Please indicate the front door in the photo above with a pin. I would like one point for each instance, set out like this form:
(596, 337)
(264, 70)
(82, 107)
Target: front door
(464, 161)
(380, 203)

------------

WORK ORDER: Extract the full listing above without altering anything.

ANSWER TO THIS TASK:
Please indicate the front door in the photo above with a pin. I would like one point for each instance, set out like this form:
(596, 337)
(264, 70)
(82, 107)
Target: front door
(464, 161)
(380, 203)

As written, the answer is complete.